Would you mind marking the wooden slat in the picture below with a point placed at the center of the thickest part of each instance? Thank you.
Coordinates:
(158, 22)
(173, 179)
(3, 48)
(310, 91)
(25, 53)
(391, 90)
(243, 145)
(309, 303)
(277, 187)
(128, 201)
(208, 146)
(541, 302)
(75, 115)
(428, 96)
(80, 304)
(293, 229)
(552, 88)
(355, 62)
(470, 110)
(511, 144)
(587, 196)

---+---

Your reply must be the entries above, returned word for word.

Would you mind marking the wooden slat in the picture below with a point placed at the center of the thickest part of each instance? Thank you.
Coordinates:
(158, 22)
(173, 179)
(3, 48)
(310, 91)
(25, 53)
(391, 90)
(243, 145)
(309, 303)
(277, 187)
(128, 201)
(208, 146)
(541, 302)
(75, 115)
(428, 96)
(80, 304)
(293, 229)
(552, 88)
(355, 62)
(470, 110)
(511, 144)
(587, 196)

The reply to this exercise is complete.